_Items:_
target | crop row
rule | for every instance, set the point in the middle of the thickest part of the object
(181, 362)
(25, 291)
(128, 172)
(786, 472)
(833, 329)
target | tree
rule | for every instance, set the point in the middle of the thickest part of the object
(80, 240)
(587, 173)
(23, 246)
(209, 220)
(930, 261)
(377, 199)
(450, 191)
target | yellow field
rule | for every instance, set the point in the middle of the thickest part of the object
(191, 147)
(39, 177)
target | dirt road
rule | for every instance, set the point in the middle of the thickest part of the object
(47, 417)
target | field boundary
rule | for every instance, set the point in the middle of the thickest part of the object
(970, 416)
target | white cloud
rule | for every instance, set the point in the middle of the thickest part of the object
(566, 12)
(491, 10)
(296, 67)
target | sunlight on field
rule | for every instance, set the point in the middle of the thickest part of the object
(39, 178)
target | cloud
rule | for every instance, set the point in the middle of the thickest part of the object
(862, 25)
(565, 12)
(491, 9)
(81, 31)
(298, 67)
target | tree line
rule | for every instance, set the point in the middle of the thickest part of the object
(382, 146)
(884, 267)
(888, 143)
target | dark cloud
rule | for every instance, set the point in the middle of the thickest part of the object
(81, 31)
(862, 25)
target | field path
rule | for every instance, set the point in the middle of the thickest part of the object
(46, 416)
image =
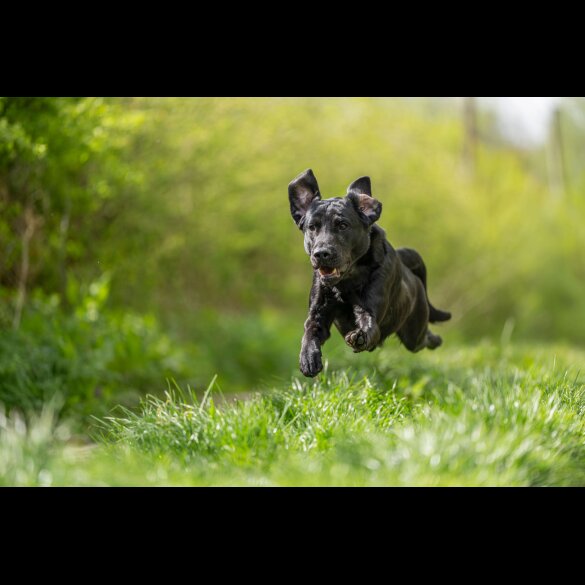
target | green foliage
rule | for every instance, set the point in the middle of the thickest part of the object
(513, 418)
(90, 359)
(481, 416)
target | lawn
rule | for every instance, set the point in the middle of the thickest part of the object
(473, 415)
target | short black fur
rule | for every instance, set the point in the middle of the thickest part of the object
(361, 284)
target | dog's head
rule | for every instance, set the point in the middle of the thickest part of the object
(337, 230)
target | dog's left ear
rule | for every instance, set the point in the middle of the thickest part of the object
(302, 191)
(360, 194)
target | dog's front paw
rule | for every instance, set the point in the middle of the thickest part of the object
(310, 362)
(358, 340)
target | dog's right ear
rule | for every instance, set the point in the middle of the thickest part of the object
(302, 191)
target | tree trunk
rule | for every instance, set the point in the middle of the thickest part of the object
(470, 133)
(26, 236)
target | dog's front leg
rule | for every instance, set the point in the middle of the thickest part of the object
(367, 312)
(366, 335)
(317, 331)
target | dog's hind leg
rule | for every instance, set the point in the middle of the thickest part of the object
(413, 260)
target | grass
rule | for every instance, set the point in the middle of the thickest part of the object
(480, 416)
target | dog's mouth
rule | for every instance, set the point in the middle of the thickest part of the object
(328, 271)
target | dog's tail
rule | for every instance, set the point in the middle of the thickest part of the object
(412, 259)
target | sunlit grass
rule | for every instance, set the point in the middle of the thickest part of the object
(486, 416)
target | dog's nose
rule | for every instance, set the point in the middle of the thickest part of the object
(322, 254)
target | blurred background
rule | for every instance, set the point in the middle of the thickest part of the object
(150, 238)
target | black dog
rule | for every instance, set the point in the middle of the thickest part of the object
(360, 283)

_Work required:_
Copy all of the records above line for line, leaving out the pictures.

_Result for this exercise:_
target | crop row
rule | for every instance, set the point in the middle of the thickest part of the object
(181, 362)
(25, 291)
(128, 172)
(786, 472)
(833, 329)
target | tree
rule | for every instance, set the point in the middle of the thickest part of the object
(80, 240)
(587, 173)
(23, 246)
(209, 220)
(930, 261)
(377, 199)
(450, 191)
target | yellow field
rule | for every instance, set the point in the middle of the thickest part of the object
(191, 147)
(39, 177)
target | dirt road
rule | for every instance, set the point in the middle of the thickest part of the object
(47, 417)
target | field boundary
rule | for every instance, set the point in the middle of the thickest part of the object
(970, 416)
target | white cloud
rule | for every instance, set the point in the middle of the thickest part of the object
(566, 12)
(491, 10)
(296, 67)
target | sunlight on field
rule | for every instance, set the point in the middle of the thickest part of the object
(39, 178)
target | cloud
rule | for every instance, set the point in the middle of the thickest part of the object
(862, 25)
(565, 12)
(491, 9)
(81, 31)
(298, 67)
target | tree line
rule | for every instance, set the point in the middle of the thickest part of the object
(382, 146)
(884, 267)
(888, 143)
target | dark cloud
rule | for every instance, set the point in the middle of the thickest part of the object
(81, 31)
(862, 25)
target | field path
rule | for every instance, set the point in the middle of the thickest part of the object
(46, 416)
image =
target | green foliage
rule | for every instance, set the point in the middle of the thickest part of the object
(513, 418)
(90, 359)
(481, 416)
target | lawn
rule | for every instance, set the point in the middle of the thickest part of the object
(473, 415)
target | short black fur
rule | for every instance, set the point in the middle of the thickest part of the object
(361, 284)
target | dog's head
rule | for every instance, set the point in the middle of the thickest part of the object
(337, 230)
target | dog's left ear
rule | for every instance, set the point in the middle of the thickest part of the object
(302, 191)
(360, 194)
target | dog's front paw
rule | for every instance, set the point in the middle of the thickest part of the object
(310, 362)
(358, 340)
target | dog's right ear
rule | for every instance, set the point in the middle of the thickest part of the object
(302, 191)
target | tree trunk
rule | for every instance, set the point in the middle of the thickest part of the object
(470, 133)
(26, 236)
target | dog's front leg
rule | for every instance, set the point in the middle of the thickest part of the object
(367, 312)
(366, 335)
(317, 331)
target | dog's hind leg
rule | for every instance, set the point in the middle of the thickest part of the object
(413, 260)
target | grass
rule | for every instance, set the point in the middle of the thickest part of the object
(480, 416)
target | dog's mouth
rule | for every instance, set the point in the middle of the thickest part of the object
(328, 271)
target | dog's tail
rule | for every instance, set the point in the middle of the thickest part of the object
(412, 259)
target | sunlit grass
rule | for every instance, set the point in the middle of the thickest part of the object
(486, 416)
target | dog's nose
rule | for every instance, set the point in the middle of the thickest part of the object
(322, 254)
target | blurred background
rule | for every instance, set the point in the middle of the thickest part of the object
(150, 238)
target | black dog
rule | for every instance, set the point in the middle of the thickest part of the object
(360, 283)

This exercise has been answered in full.